- **Directions**:
Set down the material once more, exactly as it appears.

- **Items from a data source**:
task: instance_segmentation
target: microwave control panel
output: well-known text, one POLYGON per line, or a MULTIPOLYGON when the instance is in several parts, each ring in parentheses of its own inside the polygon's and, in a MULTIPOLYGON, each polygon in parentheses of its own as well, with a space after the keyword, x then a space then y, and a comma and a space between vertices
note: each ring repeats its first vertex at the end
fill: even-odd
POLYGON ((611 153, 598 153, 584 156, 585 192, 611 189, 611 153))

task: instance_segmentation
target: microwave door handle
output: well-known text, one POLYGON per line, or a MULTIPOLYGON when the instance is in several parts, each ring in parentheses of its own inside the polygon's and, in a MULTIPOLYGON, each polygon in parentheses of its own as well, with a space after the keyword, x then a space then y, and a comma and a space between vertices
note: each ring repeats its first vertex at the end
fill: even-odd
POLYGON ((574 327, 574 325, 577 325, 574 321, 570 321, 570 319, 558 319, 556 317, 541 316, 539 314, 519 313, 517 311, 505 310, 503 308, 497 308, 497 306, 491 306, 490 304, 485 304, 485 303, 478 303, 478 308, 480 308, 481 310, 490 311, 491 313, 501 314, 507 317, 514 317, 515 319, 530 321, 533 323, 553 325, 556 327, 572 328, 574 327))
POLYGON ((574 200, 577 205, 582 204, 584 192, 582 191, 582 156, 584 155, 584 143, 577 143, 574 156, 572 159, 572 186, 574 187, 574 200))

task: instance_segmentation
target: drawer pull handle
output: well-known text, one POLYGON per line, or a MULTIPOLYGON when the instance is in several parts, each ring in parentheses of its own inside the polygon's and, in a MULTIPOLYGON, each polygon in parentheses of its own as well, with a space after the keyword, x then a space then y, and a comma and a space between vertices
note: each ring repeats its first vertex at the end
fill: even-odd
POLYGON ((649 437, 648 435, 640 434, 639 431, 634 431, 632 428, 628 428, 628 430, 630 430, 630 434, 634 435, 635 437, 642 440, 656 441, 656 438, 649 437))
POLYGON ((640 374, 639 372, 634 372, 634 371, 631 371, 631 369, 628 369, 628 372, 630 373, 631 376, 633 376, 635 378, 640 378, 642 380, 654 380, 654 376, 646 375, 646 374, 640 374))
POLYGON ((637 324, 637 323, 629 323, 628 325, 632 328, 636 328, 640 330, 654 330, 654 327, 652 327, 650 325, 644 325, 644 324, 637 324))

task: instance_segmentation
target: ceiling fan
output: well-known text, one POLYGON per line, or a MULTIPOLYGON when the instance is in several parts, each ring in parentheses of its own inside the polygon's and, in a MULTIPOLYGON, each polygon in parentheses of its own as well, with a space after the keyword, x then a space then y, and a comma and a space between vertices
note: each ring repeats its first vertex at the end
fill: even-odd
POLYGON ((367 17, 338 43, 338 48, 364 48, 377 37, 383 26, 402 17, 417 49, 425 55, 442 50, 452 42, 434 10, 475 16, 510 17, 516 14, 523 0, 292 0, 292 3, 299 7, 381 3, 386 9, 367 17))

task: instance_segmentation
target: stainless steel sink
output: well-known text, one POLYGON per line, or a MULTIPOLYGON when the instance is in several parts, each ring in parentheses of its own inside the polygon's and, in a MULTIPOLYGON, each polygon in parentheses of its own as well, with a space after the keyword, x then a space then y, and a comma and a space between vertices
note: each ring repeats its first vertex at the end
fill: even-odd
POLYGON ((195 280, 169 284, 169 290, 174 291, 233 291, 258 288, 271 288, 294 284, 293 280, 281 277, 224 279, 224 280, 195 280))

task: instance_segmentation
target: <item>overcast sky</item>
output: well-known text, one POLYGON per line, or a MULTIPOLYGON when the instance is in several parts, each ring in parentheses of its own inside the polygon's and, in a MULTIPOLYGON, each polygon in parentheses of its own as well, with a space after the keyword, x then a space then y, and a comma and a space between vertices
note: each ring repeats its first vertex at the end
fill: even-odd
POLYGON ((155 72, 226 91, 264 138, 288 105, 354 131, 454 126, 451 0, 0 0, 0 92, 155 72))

- **Solution to this task**:
task: instance_segmentation
target: microwave control panel
output: well-known text, one POLYGON per line, or a MULTIPOLYGON when the instance is in several parts, each ring in parentheses of its own inside the polygon's and, in a MULTIPOLYGON, each polygon in parentheses of its own as well, with a space after the keyword, x then a space then y, and a comma and a space between vertices
note: each ring repeats its first vertex at the end
fill: even-odd
POLYGON ((611 153, 598 153, 584 156, 585 192, 611 189, 611 153))

task: instance_segmentation
target: microwave door handle
output: well-known text, one POLYGON per line, or a MULTIPOLYGON when the instance is in several parts, each ring in parentheses of its own inside the polygon's and, in a MULTIPOLYGON, each polygon in parentheses of its own as well, with a space after the keyword, x then a space then y, and a comma and a space between vertices
note: each ring repeats its first vertex at the end
fill: even-odd
POLYGON ((574 327, 574 325, 577 325, 574 321, 570 321, 570 319, 558 319, 556 317, 541 316, 539 314, 519 313, 517 311, 505 310, 503 308, 497 308, 497 306, 491 306, 490 304, 485 304, 485 303, 478 303, 478 308, 480 308, 481 310, 490 311, 491 313, 501 314, 507 317, 514 317, 515 319, 530 321, 533 323, 553 325, 556 327, 572 328, 574 327))
POLYGON ((574 200, 577 205, 582 204, 584 192, 582 191, 582 156, 584 155, 584 143, 577 143, 574 156, 572 159, 572 186, 574 187, 574 200))

task: instance_segmentation
target: drawer pull handle
output: well-known text, one POLYGON per line, or a MULTIPOLYGON when the instance is in several parts, each ring in parentheses of its own inside the polygon's and, in a MULTIPOLYGON, each polygon in parentheses of its own as well, with a space after the keyword, x then a space then y, and a comma and a space between vertices
note: each ring repeats its first vertex at the end
fill: even-odd
POLYGON ((649 437, 648 435, 640 434, 639 431, 634 431, 632 428, 628 428, 628 430, 630 430, 630 434, 634 435, 635 437, 642 440, 656 441, 656 438, 649 437))
POLYGON ((640 374, 639 372, 634 372, 634 371, 631 371, 631 369, 628 369, 628 372, 630 373, 631 376, 633 376, 635 378, 640 378, 642 380, 654 380, 654 376, 646 375, 646 374, 640 374))
POLYGON ((637 324, 637 323, 629 323, 628 325, 632 328, 636 328, 640 330, 654 330, 654 327, 652 327, 650 325, 644 325, 644 324, 637 324))

task: instance_segmentation
target: ceiling fan
output: well-known text, one POLYGON per line, or a MULTIPOLYGON when the instance is in several parts, each ring in parentheses of its own inside the polygon's and, in a MULTIPOLYGON, each polygon in parentheses of its own as well, with a space after the keyword, x then a space then y, and a comma and a space between vertices
note: each ring repeats its first vertex at the end
fill: even-odd
POLYGON ((367 17, 338 43, 338 48, 364 48, 377 37, 383 26, 402 17, 417 49, 425 55, 442 50, 452 42, 434 10, 475 16, 510 17, 516 14, 523 0, 292 0, 292 3, 299 7, 381 3, 386 9, 367 17))

task: instance_segmentation
target: stainless steel sink
output: well-known text, one POLYGON per line, or a MULTIPOLYGON when the instance is in several parts, each ring in parentheses of its own inside the polygon's and, in a MULTIPOLYGON, each polygon in parentheses of its own as well, with a space after the keyword, x then a space then y, and a comma and a space between vertices
note: each ring repeats its first vertex at the end
fill: even-odd
POLYGON ((195 280, 169 284, 169 290, 174 291, 233 291, 258 288, 271 288, 294 284, 293 280, 281 277, 224 279, 224 280, 195 280))

task: instance_segmentation
target: <item>overcast sky</item>
output: well-known text, one POLYGON per line, or a MULTIPOLYGON when the instance is in several parts, each ring in parentheses of its own inside the polygon's and, in a MULTIPOLYGON, each polygon in parentheses of its own as well, with a space after the keyword, x then a space then y, and a comma and a space between vertices
note: each ring repeats its first vertex at the end
fill: even-odd
POLYGON ((155 72, 226 91, 264 138, 288 105, 354 131, 454 126, 451 0, 0 0, 0 92, 155 72))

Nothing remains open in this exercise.